--- Texto para leitura ---

Futebol
O estádio de 30 mil lugares que está esquecido em SP e você talvez nunca tenha ouvido falar
Localizado na Universidade de São Paulo (USP), arena já recebeu craques como Paolo Rossi, sediou final da Copinha, mas hoje está com a parte superior de sua arquibancada interditada
| GLOBOESPORTE.COM / HENRIQUE TOTH
Quem passa pela Marginal Pinheiros, na altura da Ponte Cidade Universitária, na zona oeste de São Paulo, não consegue ver, mas atrás da fila de árvores que cerca a Universidade de São Paulo (USP) existe um estádio com capacidade para cerca de 30 mil pessoas.
De formato diferente do tradicional, o Estádio Armando de Salles Oliveira, ou o Estádio Olímpico da USP, como é conhecido, já foi palco de final da Copinha e viu craques como Paolo Rossi, campeão Mundial e carrasco do Brasil na Copa de 1982, desfilarem em seu campo.
Hoje, o estádio, que já foi o terceiro maior da cidade e está com sua arquibancada superior interditada, sobrevive sediando eventos universitários ou de menor porte, como jogos de rugby. No dia 19 de agosto, por exemplo, o estádio recebe a inédita final da Copa do Brasil de Rugby, entre Poli (SP) e Niterói (RJ).

--- Material fornecido ---

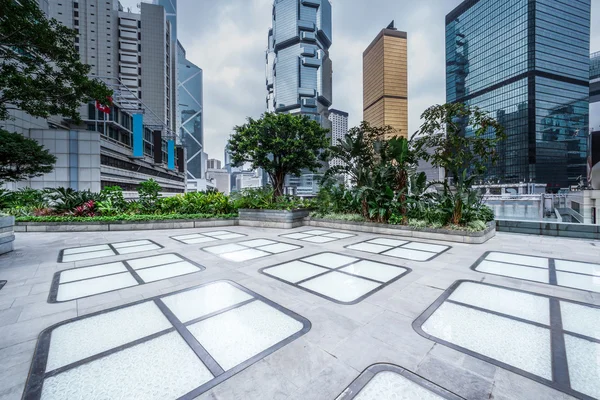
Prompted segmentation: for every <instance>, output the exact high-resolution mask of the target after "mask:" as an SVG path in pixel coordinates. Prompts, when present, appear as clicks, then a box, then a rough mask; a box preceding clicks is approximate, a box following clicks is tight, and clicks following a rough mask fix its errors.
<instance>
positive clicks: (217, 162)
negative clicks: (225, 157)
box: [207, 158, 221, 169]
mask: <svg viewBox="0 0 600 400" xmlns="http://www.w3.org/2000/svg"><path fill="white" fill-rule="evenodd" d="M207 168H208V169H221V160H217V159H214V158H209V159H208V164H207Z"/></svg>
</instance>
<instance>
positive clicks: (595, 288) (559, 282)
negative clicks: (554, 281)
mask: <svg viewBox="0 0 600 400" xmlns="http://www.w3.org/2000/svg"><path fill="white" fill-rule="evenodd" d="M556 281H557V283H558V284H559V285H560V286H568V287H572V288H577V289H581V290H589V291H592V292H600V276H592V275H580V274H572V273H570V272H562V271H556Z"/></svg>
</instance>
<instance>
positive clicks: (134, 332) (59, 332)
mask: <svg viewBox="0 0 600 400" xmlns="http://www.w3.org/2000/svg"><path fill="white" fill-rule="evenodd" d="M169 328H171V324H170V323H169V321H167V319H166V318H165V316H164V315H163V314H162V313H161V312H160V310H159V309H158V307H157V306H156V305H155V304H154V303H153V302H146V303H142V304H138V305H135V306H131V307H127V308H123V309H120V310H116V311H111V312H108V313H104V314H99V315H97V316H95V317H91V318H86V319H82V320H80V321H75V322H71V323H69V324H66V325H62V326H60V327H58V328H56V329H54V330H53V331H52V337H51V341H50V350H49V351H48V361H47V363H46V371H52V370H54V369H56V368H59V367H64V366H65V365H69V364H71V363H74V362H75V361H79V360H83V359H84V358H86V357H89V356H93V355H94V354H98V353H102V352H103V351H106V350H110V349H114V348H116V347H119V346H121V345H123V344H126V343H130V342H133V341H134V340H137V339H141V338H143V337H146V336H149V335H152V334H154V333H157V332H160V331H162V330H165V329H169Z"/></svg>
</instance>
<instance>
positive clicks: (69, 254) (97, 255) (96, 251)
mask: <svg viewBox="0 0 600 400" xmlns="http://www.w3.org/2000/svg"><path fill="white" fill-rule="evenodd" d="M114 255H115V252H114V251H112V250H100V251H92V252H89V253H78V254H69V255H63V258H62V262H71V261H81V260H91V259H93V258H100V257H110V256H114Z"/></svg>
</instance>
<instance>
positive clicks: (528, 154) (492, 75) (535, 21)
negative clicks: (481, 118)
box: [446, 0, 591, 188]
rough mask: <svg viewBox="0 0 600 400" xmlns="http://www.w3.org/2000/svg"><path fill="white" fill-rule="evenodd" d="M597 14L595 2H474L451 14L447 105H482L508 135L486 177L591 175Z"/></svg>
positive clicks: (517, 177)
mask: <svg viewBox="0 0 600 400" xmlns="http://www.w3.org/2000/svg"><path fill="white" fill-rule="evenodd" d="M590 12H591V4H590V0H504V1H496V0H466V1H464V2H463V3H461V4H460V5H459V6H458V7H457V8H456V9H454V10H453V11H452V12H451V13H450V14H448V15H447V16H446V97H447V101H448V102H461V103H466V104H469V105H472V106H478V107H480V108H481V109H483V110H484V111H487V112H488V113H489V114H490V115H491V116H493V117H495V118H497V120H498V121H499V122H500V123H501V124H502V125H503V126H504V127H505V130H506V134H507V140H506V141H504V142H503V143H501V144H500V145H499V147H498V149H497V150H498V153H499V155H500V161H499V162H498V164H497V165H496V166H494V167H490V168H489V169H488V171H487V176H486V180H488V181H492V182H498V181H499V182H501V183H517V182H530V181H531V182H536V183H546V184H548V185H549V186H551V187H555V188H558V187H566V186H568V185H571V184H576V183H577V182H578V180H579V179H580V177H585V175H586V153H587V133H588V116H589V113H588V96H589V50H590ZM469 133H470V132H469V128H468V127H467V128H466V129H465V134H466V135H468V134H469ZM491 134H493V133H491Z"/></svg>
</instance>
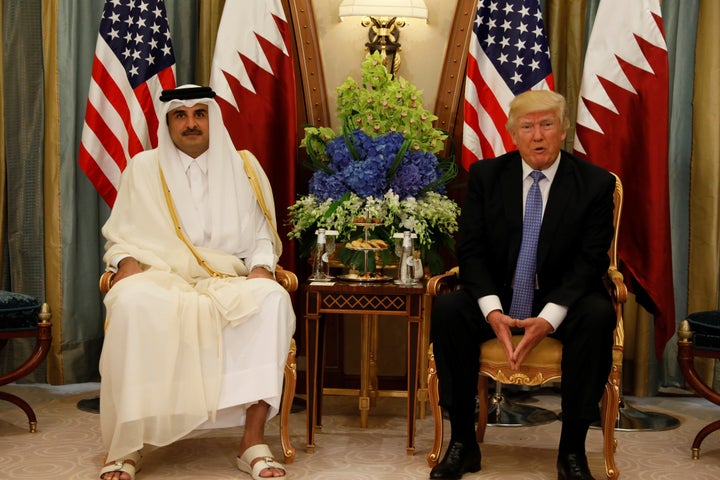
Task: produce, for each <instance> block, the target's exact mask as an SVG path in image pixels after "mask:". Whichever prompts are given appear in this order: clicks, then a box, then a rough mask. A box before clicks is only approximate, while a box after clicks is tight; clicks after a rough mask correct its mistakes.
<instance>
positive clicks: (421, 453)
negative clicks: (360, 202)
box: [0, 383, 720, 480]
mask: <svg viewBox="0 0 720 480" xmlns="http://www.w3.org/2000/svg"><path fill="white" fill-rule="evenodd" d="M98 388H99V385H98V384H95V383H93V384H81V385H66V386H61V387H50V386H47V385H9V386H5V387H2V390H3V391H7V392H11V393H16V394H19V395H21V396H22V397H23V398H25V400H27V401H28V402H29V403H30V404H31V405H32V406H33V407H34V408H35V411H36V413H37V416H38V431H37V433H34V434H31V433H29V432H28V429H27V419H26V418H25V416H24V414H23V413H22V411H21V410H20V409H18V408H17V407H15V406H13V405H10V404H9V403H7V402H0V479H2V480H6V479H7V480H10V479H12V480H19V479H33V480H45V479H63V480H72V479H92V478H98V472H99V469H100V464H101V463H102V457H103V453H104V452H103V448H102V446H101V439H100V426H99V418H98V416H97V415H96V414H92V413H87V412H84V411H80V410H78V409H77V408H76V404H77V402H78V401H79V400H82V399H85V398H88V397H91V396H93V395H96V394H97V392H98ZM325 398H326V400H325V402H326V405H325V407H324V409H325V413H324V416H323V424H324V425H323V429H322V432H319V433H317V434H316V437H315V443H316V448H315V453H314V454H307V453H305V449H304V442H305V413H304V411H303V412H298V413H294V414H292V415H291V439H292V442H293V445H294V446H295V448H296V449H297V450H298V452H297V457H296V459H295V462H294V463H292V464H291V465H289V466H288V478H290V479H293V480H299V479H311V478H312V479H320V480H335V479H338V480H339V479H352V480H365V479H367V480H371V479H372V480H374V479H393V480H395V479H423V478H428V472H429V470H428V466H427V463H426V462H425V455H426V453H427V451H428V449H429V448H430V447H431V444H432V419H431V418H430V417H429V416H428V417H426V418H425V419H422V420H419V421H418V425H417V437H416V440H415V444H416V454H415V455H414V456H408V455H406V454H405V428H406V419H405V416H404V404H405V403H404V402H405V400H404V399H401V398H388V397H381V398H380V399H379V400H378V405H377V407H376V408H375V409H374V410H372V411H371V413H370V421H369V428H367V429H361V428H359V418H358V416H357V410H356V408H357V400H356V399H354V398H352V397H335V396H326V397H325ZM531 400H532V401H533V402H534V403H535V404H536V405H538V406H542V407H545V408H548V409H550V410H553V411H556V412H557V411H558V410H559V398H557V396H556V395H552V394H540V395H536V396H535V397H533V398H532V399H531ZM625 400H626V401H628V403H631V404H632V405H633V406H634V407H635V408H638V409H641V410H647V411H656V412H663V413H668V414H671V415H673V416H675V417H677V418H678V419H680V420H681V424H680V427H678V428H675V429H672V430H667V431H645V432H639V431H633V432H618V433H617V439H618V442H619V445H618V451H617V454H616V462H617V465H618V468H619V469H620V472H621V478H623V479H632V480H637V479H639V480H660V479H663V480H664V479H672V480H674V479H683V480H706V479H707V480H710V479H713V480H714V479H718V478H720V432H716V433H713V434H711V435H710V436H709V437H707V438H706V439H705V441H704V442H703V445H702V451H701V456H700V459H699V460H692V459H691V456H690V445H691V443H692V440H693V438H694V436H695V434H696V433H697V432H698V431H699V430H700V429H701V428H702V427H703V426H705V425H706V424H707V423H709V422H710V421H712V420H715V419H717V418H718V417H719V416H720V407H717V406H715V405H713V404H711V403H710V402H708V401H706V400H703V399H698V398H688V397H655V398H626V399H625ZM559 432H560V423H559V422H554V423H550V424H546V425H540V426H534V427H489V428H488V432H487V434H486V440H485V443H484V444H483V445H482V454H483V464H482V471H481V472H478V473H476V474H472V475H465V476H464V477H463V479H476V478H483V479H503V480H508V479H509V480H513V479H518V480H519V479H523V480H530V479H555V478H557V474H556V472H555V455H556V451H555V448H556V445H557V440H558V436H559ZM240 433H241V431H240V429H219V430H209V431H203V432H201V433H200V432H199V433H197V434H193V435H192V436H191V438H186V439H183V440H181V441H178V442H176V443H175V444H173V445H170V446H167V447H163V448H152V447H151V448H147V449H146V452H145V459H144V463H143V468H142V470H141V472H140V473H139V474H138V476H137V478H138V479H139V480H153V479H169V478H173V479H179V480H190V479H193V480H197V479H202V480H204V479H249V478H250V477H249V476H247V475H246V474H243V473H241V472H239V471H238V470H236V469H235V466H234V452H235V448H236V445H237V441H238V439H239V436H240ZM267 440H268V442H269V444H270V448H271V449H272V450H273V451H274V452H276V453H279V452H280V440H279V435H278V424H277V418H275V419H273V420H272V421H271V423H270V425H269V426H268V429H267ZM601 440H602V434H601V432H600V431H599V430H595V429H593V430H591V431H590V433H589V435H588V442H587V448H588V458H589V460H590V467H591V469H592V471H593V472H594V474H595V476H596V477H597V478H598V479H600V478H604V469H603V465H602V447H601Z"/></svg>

---
--- Material fornecido ---

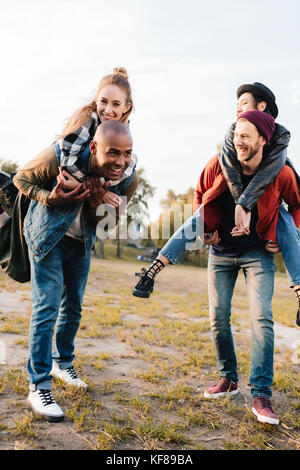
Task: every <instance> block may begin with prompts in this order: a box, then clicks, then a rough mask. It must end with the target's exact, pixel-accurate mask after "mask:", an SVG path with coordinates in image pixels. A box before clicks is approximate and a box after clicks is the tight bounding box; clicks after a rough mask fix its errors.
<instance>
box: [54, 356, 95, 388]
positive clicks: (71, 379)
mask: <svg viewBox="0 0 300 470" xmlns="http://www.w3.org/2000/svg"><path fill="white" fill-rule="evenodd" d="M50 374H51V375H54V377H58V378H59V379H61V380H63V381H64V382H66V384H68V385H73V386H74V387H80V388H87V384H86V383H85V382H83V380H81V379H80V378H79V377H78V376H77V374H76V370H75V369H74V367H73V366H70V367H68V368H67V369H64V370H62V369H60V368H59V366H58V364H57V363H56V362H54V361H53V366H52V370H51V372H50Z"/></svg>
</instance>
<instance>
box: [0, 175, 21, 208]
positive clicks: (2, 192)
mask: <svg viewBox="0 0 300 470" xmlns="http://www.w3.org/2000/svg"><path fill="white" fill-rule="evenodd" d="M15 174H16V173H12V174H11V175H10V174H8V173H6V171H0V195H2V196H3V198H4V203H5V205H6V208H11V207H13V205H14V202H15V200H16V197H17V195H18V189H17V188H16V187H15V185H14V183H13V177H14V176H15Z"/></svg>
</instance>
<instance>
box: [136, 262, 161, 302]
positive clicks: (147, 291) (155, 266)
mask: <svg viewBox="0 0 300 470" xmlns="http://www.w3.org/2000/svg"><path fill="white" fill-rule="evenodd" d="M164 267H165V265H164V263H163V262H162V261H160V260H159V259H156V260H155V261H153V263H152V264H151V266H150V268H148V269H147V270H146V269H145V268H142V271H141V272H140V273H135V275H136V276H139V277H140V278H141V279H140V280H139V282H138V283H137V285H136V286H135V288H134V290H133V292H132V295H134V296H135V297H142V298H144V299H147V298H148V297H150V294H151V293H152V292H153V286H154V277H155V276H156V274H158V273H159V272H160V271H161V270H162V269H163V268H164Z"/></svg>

---

Tarefas a cumprir:
1. Segundo o texto sobre o estádio da USP, quais equipes disputam a final da Copa do Brasil de Rugby marcada para 19 de agosto?
2. Dê continuidade, por favor, ao texto sobre o estádio da USP, começando logo após a última frase.

Respostas do exercício:
1. Poli (SP) e Niterói (RJ).

2.
O estádio fica localizado no Centro de Práticas Esportivas da USP. O Cepeusp, criado em 1971, é uma praça poliesportiva, com mais de 514 mil metros quadrados, que atende a comunidade universitária e demandas externas.
O seu formato em "U" foi pensado pelo arquiteto Ícaro de Castro Mello, responsável por essa e outras obras importantes no estado de São Paulo, como o Ginásio Ibirapuera, e faz uma ligação com a primeira letra de Universidade.
– Além de ser um estádio com capacidade para 30 mil pessoas, destinado a provas de atletismo e ao futebol, foi proposto em formato de U. Como os antigos anfiteatros gregos e romanos, apropriado para receber desfiles cívicos, internos e externos à Universidade e aos espetáculos artísticos e culturais – explicou Eduardo Castro Mello, arquiteto e filho de Ícaro.
Hoje, a arborização feita no entorno da USP esconde o estádio de quem passa pelas vias expressas ao lado. Ao mesmo tempo, a natureza ao seu redor deixa o local mais charmoso.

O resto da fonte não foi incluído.